Assignment >> Each line of the entries below that holds "metal" is needed, copied in full.

::::::::::

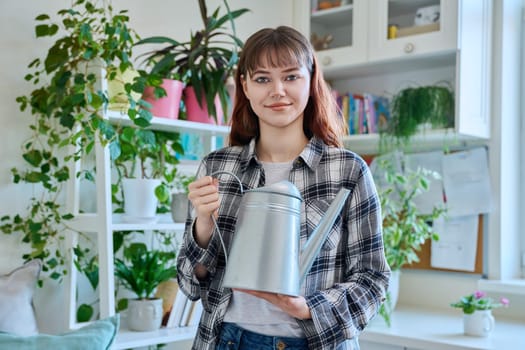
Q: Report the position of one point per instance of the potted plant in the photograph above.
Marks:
(67, 117)
(414, 108)
(141, 271)
(204, 62)
(477, 312)
(405, 228)
(146, 167)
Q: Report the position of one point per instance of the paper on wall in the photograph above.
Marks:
(457, 245)
(466, 182)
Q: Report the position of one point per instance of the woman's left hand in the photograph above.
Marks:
(293, 306)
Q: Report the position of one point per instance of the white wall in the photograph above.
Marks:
(20, 47)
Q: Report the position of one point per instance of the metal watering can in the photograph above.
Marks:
(265, 250)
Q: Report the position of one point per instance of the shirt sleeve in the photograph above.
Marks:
(342, 311)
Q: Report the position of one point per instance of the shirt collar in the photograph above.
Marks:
(311, 154)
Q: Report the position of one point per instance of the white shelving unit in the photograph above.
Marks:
(103, 223)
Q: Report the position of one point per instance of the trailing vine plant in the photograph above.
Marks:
(67, 105)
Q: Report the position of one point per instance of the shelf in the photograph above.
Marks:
(387, 66)
(163, 222)
(334, 16)
(429, 140)
(165, 124)
(127, 339)
(420, 328)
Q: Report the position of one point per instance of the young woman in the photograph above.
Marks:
(285, 125)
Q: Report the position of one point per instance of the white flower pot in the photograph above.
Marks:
(140, 202)
(478, 324)
(144, 315)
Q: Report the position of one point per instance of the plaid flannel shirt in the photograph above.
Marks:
(348, 279)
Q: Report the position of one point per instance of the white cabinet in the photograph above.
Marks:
(393, 32)
(103, 222)
(346, 24)
(377, 47)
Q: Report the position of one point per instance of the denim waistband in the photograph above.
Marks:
(234, 337)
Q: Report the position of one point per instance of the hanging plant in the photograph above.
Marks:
(415, 107)
(67, 106)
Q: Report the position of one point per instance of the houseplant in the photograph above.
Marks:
(477, 312)
(141, 271)
(205, 61)
(413, 108)
(405, 228)
(146, 167)
(67, 105)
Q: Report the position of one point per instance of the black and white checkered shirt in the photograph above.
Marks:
(348, 279)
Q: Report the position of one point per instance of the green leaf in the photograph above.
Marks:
(33, 157)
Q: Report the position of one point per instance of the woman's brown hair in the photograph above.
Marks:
(281, 47)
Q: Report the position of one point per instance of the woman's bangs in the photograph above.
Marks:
(276, 56)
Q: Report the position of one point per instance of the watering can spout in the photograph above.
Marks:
(313, 245)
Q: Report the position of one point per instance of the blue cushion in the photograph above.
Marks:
(98, 335)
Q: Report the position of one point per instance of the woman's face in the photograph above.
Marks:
(278, 96)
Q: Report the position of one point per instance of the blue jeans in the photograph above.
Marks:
(236, 338)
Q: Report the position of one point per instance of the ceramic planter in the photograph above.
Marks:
(144, 315)
(140, 202)
(478, 324)
(168, 106)
(196, 113)
(118, 100)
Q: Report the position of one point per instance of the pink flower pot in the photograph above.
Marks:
(196, 113)
(168, 106)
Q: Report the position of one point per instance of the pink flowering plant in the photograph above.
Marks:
(479, 301)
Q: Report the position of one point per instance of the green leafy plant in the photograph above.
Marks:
(479, 301)
(205, 61)
(413, 107)
(148, 154)
(67, 105)
(405, 228)
(142, 270)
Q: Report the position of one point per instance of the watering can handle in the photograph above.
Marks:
(231, 174)
(213, 217)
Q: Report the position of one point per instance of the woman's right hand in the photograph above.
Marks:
(204, 197)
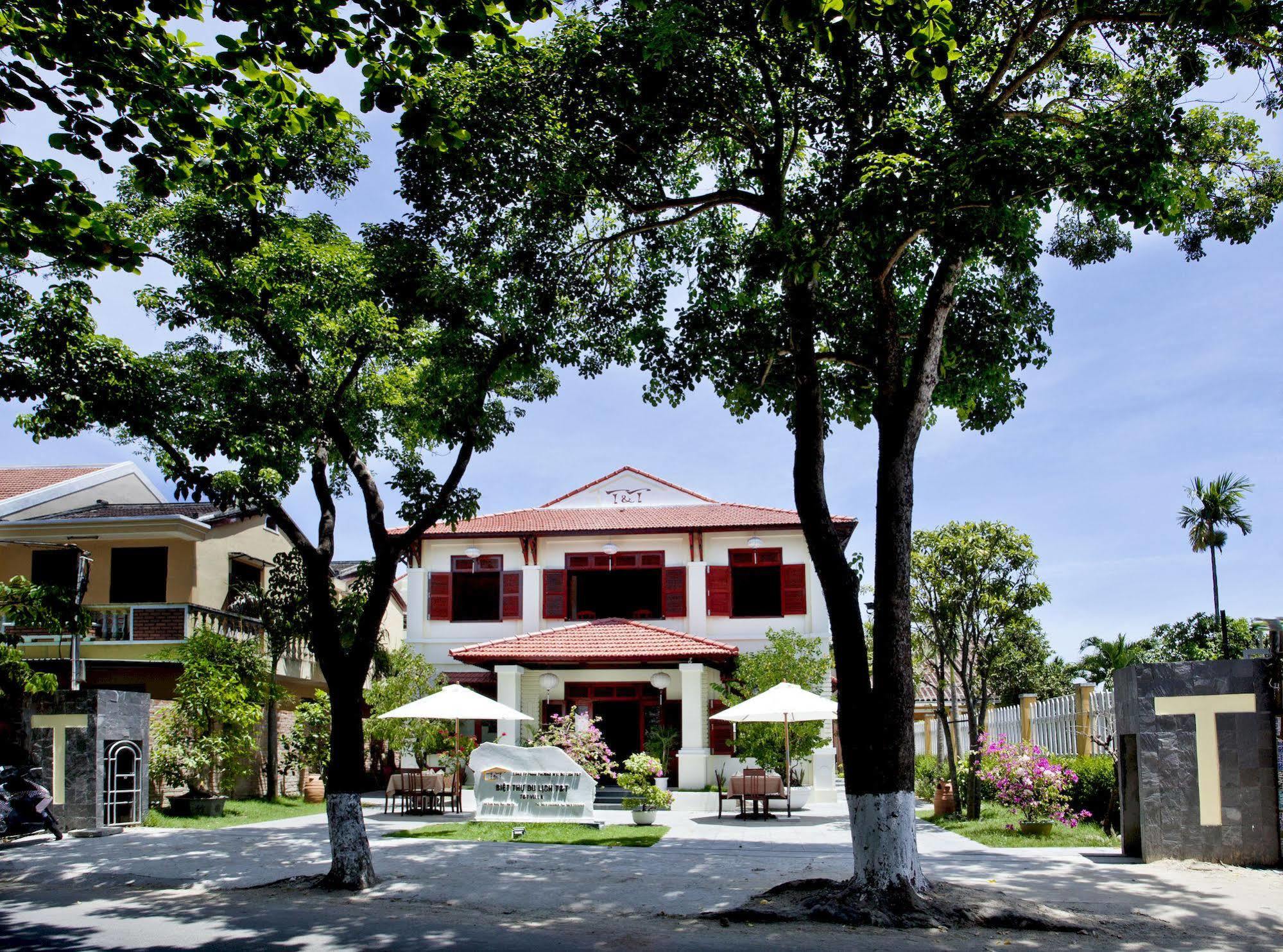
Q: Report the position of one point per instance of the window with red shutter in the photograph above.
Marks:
(439, 597)
(675, 592)
(718, 589)
(555, 593)
(511, 596)
(793, 589)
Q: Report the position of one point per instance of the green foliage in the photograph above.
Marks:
(1109, 655)
(638, 778)
(409, 679)
(126, 78)
(787, 657)
(212, 725)
(1198, 638)
(927, 773)
(307, 745)
(1096, 788)
(662, 741)
(24, 605)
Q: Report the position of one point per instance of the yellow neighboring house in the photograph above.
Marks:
(159, 570)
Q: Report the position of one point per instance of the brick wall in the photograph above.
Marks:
(159, 624)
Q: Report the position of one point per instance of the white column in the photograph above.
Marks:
(416, 603)
(697, 600)
(531, 598)
(508, 692)
(694, 755)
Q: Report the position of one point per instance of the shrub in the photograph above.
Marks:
(1096, 788)
(585, 747)
(1029, 783)
(638, 778)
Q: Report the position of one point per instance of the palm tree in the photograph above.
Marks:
(1216, 507)
(1109, 655)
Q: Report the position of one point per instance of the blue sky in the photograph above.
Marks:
(1160, 370)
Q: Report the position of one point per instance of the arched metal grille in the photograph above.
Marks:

::::::::::

Written solution >>
Q: Report the position of one point per instance of the metal watering can in the photograph above.
Q: Report the position of one point per instance of the arched metal grille in the photograph above.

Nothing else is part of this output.